* **What you will do**:
1 - Using the quantitative easing explanation, answer each question:
(a) What does the Fed buy in large amounts during quantitative easing?
(b) How do bond prices and interest rates move relative to each other?
(c) What is the discount rate?
2 - Carry on the quantitative easing explanation past its final sentence.

* **Source document**:
= = = = =

Quantitative easing is when the Fed (or another country’s central bank) buys up large amounts of bonds.
It’s one type of monetary policy tool the Fed can use to try to help the economy when it needs a boost.
How it works
Quantitative easing works by lowering interest rates on long-term bonds. Here’s how:
Step 1: The Fed starts buying lots of bonds (think hundreds of billions of dollars) in the bond market.
Step 2: This creates lots of new demand, which pushes bond prices up.
Step 3: Bond prices and interest rates always move in opposite directions. So as bond prices rise, interest rates fall.
With lower interest rates, it’s cheaper for businesses and consumers to take out loans and make investments. More borrowing and investing can help the economy start to regain its momentum and turn around from a slowdown.
Central banks may turn to quantitative easing as a second-resort option.
Usually, their first resort is to lower short-term interest rates. In the U.S., the Fed does this by reducing the:
- Federal funds rate—the interest rate banks charge one another on overnight loans
- Discount rate—the rate the Fed charges banks on loans
However, those two interest rates only apply to very short-term loans (like loans made for one day), and lowering those rates doesn’t do much to affect the interest rates that you might pay on a mortgage or that a business might pay on a loan.

= = = = =

* **Given data**:

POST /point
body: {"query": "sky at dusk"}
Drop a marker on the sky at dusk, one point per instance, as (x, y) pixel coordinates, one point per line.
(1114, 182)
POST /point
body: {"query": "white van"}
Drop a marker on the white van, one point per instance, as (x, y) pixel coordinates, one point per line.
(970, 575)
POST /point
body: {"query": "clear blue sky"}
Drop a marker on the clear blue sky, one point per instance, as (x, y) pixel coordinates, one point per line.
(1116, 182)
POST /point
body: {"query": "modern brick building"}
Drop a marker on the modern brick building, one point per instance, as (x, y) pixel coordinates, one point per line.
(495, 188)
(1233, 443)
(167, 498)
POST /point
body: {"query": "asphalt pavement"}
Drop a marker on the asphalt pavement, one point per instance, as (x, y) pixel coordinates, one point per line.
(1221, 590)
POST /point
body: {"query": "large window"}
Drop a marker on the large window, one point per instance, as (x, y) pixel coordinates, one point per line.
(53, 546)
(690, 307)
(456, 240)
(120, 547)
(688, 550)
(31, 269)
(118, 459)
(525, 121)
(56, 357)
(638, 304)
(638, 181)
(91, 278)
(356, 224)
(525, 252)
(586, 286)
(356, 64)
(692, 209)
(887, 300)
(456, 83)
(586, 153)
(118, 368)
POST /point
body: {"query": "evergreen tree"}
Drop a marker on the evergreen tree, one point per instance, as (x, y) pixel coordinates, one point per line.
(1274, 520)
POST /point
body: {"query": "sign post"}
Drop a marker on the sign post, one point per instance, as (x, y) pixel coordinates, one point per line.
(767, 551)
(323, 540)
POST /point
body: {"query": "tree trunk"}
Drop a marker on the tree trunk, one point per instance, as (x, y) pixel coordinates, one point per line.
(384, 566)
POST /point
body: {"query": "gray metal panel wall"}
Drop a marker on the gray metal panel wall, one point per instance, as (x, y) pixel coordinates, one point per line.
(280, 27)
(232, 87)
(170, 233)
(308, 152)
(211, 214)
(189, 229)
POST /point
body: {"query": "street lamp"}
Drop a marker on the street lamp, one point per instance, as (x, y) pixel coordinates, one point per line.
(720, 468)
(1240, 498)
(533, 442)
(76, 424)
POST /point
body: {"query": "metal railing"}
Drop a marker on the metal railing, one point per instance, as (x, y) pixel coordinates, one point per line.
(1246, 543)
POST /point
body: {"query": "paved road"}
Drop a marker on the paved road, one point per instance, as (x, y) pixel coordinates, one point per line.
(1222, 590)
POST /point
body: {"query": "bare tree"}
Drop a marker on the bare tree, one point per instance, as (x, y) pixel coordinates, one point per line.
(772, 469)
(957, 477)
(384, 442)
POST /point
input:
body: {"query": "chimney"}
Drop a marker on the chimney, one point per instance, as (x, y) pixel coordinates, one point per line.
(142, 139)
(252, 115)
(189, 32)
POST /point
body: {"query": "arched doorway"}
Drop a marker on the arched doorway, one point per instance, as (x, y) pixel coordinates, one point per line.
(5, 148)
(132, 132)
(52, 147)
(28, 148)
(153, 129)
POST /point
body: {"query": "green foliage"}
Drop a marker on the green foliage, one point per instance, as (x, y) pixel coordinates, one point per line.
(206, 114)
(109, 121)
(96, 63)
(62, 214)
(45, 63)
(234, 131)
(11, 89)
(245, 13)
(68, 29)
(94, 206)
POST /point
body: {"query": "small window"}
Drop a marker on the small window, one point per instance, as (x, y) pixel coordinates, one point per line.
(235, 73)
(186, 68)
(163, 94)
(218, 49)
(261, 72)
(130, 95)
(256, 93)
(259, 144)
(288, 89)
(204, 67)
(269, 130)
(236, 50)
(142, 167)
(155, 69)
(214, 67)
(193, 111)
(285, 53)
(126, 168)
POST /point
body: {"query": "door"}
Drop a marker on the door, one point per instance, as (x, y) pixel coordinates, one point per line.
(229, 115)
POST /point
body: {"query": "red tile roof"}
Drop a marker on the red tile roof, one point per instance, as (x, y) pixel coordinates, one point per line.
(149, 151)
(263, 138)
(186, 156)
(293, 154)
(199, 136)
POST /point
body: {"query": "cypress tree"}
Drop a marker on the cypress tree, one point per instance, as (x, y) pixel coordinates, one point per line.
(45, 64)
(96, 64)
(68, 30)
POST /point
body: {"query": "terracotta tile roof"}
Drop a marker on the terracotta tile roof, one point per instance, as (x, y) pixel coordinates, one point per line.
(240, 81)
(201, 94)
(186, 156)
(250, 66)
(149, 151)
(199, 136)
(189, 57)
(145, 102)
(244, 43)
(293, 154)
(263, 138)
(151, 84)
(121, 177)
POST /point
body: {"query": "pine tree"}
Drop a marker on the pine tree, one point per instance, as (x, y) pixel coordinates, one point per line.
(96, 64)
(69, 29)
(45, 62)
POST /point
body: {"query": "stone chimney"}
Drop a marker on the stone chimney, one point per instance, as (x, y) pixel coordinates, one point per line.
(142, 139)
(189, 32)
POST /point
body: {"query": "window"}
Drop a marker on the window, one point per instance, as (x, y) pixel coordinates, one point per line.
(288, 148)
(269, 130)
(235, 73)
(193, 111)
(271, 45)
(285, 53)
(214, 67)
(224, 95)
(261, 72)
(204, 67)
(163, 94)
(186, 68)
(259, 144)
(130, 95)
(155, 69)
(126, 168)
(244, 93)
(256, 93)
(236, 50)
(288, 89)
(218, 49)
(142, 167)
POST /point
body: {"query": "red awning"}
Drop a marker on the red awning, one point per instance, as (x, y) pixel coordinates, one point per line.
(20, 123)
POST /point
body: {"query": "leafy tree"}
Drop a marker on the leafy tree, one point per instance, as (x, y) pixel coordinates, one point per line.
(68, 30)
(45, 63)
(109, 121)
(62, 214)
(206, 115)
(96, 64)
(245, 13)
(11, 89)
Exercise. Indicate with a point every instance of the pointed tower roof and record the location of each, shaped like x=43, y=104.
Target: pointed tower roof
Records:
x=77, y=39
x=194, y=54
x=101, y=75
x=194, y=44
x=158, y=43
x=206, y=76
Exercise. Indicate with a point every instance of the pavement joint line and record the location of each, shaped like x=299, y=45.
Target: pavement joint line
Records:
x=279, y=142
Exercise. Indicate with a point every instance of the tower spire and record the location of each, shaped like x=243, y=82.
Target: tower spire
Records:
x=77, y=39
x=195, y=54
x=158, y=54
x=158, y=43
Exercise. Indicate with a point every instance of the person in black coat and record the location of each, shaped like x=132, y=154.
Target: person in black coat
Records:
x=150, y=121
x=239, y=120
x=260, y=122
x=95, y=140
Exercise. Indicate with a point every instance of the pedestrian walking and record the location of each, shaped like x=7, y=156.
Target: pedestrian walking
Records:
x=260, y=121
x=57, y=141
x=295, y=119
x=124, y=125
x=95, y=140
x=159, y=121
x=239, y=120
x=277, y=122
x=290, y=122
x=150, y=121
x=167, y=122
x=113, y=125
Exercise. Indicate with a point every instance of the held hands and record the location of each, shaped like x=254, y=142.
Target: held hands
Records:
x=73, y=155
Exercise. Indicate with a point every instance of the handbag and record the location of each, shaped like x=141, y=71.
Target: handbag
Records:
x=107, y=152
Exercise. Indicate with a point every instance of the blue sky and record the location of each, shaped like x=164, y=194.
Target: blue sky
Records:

= = = = =

* **Per-task answers**:
1 -
(a) Bonds.
(b) In opposite directions.
(c) The rate the Fed charges banks on loans.

2 -
Quantitative easing can let the Fed reduce interest rates throughout the economy, which can have a bigger impact on restarting economic growth.
What it buys
In theory, central banks can buy any type of bond when they engage in quantitative easing. In practice, they typically buy:
- Government bonds, like Treasuries
- Corporate bonds
- Mortgage-backed securities
Like any type of economic intervention, quantitative easing can be controversial and comes with risks. Those can include:
- Rising inflation—buying bonds increases the amount of money in circulation, which can lead to inflation.
- Ineffectiveness—if quantitative easing doesn’t lower interest rates as promised, investors may start to doubt whether the Fed is really in control of the situation. That kind of doubt and worry can lead to a downward economic spiral.
- A bumpy ending—eventually, the Fed will have to stop buying bonds and let interest rates rise. But rising rates can potentially send the economy back into a downturn.
But all in all, the consensus is that quantitative easing programs (like the types many central banks used in the aftermath of the 2008-09 financial crisis) have been successful in turning struggling economies around.
Quantitative easing is when the Fed (or another central bank) buys up lots of bonds. It’s one tool central banks can use to help restart a slowing economy. Quantitative easing works by lowering interest rates on long-term loans, which can make it cheaper for businesses and consumers to borrow and invest.
- The Fed bought about $3 trillion of bonds and mortgage-backed securities as part of its immediate response to the 2008-09 financial crisis.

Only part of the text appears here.